Go to content Go to navigation

BioBusiness Alliance of Minnesota

 


BioBusiness Glossary


Markets

Markets are a clustering of similar products and services based on research and enabling technologies. Markets are where the highest potential for job creation exists.

Markets are the domain of the private sector. These are the current markets:

Medical Devices
The Medical Device market includes all instruments, apparatuses, implements, contrivances, implants, in vitro reagents, or component parts or accessories, which are used to prevent, diagnose, treat, or cure diseases or other conditions in humans or animals.

Pharma/Biologics
The Pharmaceutical market includes traditional chemical-based drugs for the prevention, diagnosis, treatment, and cure of diseases.  Traditional chemical-based pharmaceuticals are often referred to as “small molecule” drugs.

Convergence (Medical Device and Pharma/Biologics)
The Biologics/Biopharmaceuticals market includes drugs or other products that are derived from life forms.  Biologics are biology-based products used to prevent, diagnose, treat, or cure disease or other conditions in humans and animals.  Biologics generally include products such as vaccines, blood, blood components, allergenics, somatic cells, genes, proteins, DNA, tissues, recombinant therapeutic proteins, microorganisms, antibodies, immunoglobins, etc.  Biopharmaceuticals are produced using biotechnology and are made from proteins, genes, antibodies, nucleic acids, etc.  Biopharmaceuticals are often referred to as “large molecule” drugs.

Animal Health
The animal health market includes any and all products, mechanical, electrical, chemical, software, veterinary, and biological, to prevent, diagnose, treat, or cure diseases that affect animals other than humans.  Animal health products include feed additives, vaccines, pharmaceuticals, devices, antimicrobials, topical products, imaging, parasiticeds, diagnostics, etc.

Food
The intersection of the life sciences and the Food market includes the use of scientific techniques to produce desired traits in plants or animals to enhance the quality, safety, nutritional value and variety of food and increase the efficiency of food production.  It also encompasses food ingredients and nutraceuticals.
########
» **PROBLEMS AND TASKS**:
A. Shorten the glossary paragraph that begins "The animal health market includes" into a brief list, keeping its main facts.
B. Write the next part of the biobusiness glossary, picking up after its entry on the Food market.

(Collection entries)
########
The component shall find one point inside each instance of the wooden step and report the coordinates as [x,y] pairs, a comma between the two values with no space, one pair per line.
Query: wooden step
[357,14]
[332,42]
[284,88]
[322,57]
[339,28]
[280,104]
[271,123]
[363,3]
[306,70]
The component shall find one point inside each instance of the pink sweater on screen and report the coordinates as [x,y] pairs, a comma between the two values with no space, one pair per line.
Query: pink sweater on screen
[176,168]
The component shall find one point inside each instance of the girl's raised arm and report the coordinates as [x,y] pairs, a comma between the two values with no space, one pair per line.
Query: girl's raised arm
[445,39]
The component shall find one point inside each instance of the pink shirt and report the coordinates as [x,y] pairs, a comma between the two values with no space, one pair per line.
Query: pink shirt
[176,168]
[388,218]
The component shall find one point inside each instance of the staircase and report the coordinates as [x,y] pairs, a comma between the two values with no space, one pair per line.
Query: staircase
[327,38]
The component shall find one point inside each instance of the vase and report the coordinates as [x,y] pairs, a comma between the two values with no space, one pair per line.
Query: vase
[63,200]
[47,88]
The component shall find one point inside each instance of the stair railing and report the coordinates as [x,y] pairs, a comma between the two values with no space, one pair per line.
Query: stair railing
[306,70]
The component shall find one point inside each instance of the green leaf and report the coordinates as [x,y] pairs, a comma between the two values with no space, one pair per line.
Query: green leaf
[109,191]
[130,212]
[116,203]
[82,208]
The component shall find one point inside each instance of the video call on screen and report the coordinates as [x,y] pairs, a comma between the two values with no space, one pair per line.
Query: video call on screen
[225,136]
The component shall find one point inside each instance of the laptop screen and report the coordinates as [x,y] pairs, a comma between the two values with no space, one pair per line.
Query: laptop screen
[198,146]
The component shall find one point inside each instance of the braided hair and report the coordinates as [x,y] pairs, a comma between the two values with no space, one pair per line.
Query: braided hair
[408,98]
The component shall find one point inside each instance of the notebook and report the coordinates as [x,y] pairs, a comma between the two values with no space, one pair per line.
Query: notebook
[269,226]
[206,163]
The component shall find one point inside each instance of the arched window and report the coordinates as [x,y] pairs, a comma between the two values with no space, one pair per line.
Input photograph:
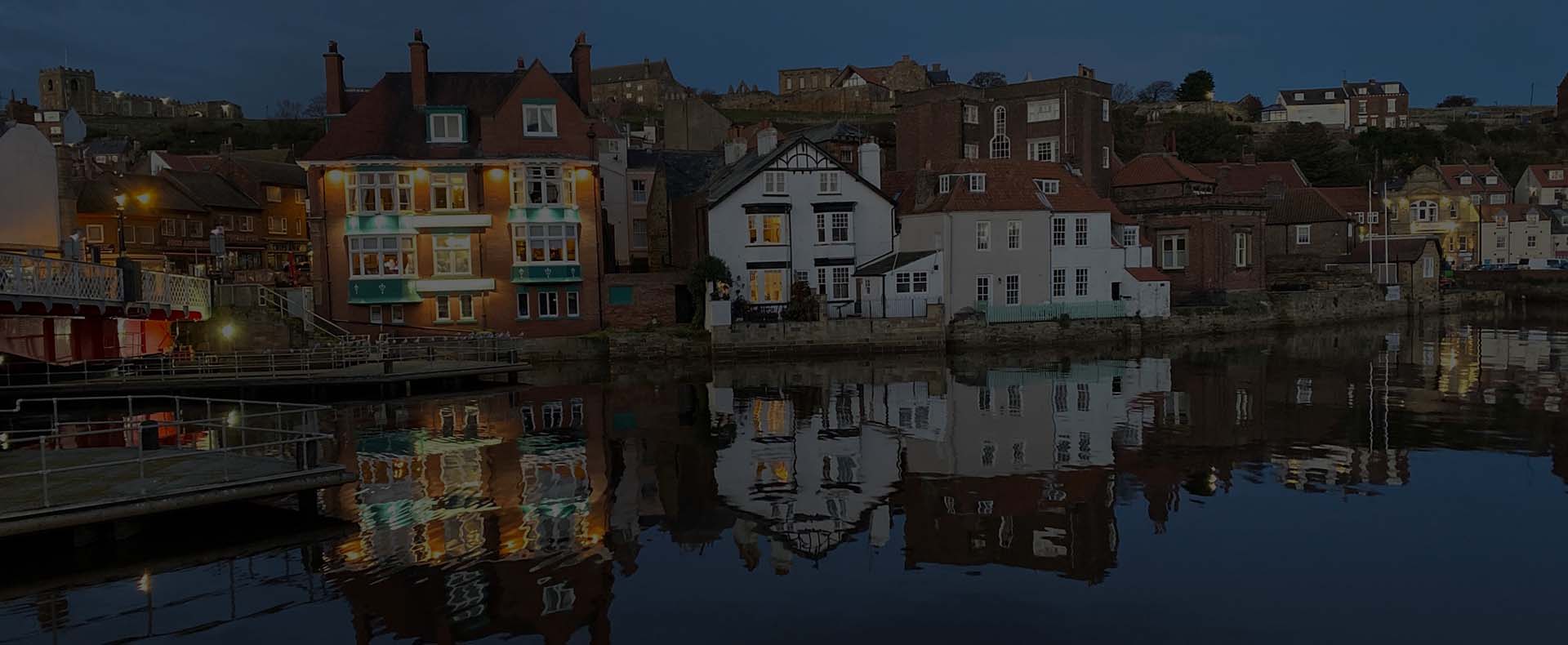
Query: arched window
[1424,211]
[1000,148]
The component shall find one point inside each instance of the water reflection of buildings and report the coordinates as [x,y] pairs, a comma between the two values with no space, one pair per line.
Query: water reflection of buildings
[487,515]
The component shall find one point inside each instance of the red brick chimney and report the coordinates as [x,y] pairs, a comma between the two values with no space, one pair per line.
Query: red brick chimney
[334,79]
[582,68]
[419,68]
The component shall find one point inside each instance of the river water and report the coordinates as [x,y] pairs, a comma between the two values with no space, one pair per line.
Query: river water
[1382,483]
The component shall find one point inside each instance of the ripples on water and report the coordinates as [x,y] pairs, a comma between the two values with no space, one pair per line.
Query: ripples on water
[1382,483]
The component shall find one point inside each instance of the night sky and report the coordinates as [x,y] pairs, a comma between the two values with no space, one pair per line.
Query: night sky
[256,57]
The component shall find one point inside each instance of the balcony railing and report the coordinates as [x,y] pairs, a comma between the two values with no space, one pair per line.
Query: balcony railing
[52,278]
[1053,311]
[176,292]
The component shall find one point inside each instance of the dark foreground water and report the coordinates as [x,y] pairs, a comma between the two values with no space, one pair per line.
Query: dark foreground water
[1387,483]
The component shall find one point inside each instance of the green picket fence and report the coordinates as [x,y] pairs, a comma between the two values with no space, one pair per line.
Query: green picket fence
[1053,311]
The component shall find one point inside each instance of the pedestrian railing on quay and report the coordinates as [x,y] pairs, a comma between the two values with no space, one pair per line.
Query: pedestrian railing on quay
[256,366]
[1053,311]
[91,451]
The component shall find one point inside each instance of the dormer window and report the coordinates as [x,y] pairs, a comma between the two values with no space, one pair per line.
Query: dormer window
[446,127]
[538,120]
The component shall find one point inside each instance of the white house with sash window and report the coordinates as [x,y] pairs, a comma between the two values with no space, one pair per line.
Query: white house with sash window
########
» **PER-TASK OUTPUTS**:
A.
Animal health market:
- Covers all products (mechanical, electrical, chemical, software, veterinary and biological) that prevent, diagnose, treat or cure diseases in animals other than humans
- Products include feed additives, vaccines, pharmaceuticals, devices, antimicrobials, topical products, imaging, parasiticides and diagnostics

B.
Renewable Energy
The Renewable Energy market includes the various sources of renewable energy that can be applied to the transportation, electricity, residential, commercial, and industrial sectors.  Examples of renewable energy sources include ethanol (corn-based, biomass-based, cellulosic, and other feedstocks), biodiesel, combustible biomass, wind, hydrogen, photovoltatic (solar), geothermal, etc.  Bioscience-based energy is typically defined as renewable fuels.  This definition includes all renewable energy sources, not just renewable fuels, because all of these sources of energy will become integrated over time.

Renewable (bio) Materials
The renewable materials market includes materials that are made from biological sources.  These can be biofibers, biopolymers, biodegradable plastics, bio-packaging.




Enabling Technology Clusters

Enabling Knowledge Clusters are the basic knowledge and technologies that allow the development of products.

Enabling Knowledge Clusters are the domain of academia and corporate R&D.

Catalysis & Synthesis (Biological and Chemical)
Definition:
Catalysis and Synthesis relate to the development processes for both small and large molecule (chemical and biological) pharmaceutical products, or post processing of biomass using enzymes or other means to produce products such as ethanol or biomaterials.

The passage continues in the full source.